● Questions à traiter:
1. Répondez aux questions suivantes d'après le texte à examiner, en marquant chaque réponse de la même lettre :
(a) Quelle est la première mesure de la « médecine économique » du FMI mise en place par le gouvernement Kostunica ?
(b) En quelles années le FMI avait-il imposé des réformes avant le démantèlement de la fédération yougoslave ?
(c) Quel pays voisin est cité comme exemple d'effondrement complet du niveau de vie ?
2. Selon le texte à examiner, pourquoi le niveau de vie en Yougoslavie ne s'était-il pas complètement effondré malgré des années de sanctions ? Répondez en une à trois phrases.

● Texte à examiner:
-- -- --

Flambée des prix en Yougoslavie

 


La médecine néolibérale



Depuis le départ de Milosevic, les médias occidentaux ont cessé de nous informer sur la situation en Yougoslavie. Mais notre chroniqueur Michel Chossudovsky a continué à suivre le déroulement des événements. Son compte rendu explique le silence de nos médias.

Le gouvernement Kostunica a déjà entrepris la mise en place de la « médecine économique » meurtrière du Fonds monétaire international (FMI). Le premier pas consiste dans l’abolition du contrôle des prix sur les biens de consommation de base, l’essence et les services. Déjà, les prix ont augmenté, triplant même dans certains cas, causant des souffrances extrêmes au peuple yougoslave.

Des années de sanctions économiques avaient appauvri le pays, sans mentionner les réformes imposées par le FMI au cours des années 1989-1990 avant le démantèlement de la fédération yougoslave. Mais un système de subventions et de contrôle des prix avait néanmoins empêché l’effondrement complet du niveau de vie, comme cela s’est produit dans la Bulgarie voisine.

-- -- --

● Les données:
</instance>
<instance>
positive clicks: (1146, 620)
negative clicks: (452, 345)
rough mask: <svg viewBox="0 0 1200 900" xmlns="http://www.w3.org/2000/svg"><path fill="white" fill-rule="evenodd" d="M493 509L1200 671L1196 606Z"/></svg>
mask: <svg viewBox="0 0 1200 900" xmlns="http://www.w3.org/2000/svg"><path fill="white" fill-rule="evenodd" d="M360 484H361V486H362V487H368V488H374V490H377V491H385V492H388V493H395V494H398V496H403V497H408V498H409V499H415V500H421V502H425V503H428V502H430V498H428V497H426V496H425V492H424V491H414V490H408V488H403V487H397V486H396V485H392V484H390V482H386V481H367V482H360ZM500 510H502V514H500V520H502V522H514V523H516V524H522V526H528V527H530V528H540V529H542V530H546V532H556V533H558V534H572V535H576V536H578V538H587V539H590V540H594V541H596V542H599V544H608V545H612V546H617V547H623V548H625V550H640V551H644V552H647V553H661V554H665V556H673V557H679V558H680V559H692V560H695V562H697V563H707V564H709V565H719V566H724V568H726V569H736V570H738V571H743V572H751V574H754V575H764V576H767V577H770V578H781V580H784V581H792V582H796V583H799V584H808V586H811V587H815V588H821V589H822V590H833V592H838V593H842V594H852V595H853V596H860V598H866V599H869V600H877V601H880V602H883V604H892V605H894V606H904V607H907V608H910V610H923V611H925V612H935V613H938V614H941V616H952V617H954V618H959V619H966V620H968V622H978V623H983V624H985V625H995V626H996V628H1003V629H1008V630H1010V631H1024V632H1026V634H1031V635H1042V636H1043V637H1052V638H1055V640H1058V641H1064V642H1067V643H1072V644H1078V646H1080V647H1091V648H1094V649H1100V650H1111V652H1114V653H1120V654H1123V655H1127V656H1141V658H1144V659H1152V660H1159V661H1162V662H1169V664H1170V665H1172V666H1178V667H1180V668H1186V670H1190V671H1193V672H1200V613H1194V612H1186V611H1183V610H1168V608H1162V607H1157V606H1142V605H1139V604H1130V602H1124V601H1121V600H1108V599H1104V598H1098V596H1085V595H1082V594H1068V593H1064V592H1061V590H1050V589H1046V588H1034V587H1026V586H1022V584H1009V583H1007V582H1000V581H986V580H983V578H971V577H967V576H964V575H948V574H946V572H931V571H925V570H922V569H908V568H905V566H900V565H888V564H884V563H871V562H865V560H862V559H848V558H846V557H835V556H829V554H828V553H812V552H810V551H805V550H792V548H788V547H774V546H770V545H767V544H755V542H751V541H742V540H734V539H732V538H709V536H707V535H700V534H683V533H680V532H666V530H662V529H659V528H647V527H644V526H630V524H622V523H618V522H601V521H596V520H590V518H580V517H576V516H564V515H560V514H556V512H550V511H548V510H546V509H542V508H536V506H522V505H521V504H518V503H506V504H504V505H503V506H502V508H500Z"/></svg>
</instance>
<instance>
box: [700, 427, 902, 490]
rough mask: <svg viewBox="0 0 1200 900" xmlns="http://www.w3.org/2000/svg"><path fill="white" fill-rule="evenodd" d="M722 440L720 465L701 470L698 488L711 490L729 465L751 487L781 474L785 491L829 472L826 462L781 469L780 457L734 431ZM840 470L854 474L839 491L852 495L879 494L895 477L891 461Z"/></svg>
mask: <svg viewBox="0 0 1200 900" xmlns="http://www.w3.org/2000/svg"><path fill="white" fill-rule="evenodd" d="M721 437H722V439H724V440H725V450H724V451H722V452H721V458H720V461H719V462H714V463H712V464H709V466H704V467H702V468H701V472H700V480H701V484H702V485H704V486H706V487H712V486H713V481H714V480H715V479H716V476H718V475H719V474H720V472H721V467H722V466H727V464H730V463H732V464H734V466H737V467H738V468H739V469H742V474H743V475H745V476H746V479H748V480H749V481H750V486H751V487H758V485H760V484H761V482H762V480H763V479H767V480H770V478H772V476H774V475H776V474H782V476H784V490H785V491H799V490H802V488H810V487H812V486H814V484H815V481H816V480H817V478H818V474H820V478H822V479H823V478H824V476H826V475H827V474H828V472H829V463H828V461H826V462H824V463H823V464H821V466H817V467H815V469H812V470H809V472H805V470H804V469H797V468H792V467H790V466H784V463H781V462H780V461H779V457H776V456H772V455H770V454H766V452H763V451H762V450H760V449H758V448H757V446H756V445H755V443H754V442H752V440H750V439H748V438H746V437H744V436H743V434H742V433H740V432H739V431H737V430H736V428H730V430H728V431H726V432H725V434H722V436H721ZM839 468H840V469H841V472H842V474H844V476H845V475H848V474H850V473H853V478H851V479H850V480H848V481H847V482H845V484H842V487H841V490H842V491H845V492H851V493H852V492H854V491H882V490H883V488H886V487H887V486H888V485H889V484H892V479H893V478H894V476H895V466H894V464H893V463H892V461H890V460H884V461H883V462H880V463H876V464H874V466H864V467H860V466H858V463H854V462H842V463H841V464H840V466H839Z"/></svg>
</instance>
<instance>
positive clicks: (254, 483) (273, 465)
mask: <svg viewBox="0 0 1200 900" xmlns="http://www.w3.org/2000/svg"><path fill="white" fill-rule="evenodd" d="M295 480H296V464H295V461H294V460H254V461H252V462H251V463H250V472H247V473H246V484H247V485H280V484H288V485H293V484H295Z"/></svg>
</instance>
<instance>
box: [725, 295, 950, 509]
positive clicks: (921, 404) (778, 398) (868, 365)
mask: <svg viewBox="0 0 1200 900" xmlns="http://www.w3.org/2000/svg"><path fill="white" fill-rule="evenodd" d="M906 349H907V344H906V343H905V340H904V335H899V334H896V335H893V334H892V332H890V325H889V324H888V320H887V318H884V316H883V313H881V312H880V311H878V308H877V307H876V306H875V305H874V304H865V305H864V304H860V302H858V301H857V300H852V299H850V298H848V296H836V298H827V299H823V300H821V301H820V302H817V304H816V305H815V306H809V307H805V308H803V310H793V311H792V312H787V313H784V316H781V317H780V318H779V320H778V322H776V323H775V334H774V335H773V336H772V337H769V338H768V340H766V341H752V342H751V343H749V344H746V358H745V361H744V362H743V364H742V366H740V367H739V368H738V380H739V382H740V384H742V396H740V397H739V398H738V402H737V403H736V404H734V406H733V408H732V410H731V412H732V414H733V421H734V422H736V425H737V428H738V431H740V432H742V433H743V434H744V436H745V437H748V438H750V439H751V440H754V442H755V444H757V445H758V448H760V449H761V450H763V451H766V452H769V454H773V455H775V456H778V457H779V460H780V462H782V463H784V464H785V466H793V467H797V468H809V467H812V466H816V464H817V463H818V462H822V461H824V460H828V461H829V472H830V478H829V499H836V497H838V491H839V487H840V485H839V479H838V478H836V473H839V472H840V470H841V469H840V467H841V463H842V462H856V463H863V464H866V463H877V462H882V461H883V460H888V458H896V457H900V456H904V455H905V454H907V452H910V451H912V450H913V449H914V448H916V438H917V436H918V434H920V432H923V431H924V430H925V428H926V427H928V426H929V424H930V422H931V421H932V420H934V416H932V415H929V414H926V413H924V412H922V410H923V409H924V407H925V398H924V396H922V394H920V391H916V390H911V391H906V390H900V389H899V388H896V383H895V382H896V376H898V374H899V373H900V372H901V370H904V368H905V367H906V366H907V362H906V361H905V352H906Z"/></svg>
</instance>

-- -- --

● Réponses rédigées:
1.
(a) L'abolition du contrôle des prix sur les biens de consommation de base, l'essence et les services.
(b) En 1989-1990.
(c) La Bulgarie.

2. Un système de subventions et de contrôle des prix avait empêché l'effondrement complet du niveau de vie, malgré les sanctions économiques et les réformes imposées par le FMI en 1989-1990. La Bulgarie voisine, elle, a connu cet effondrement.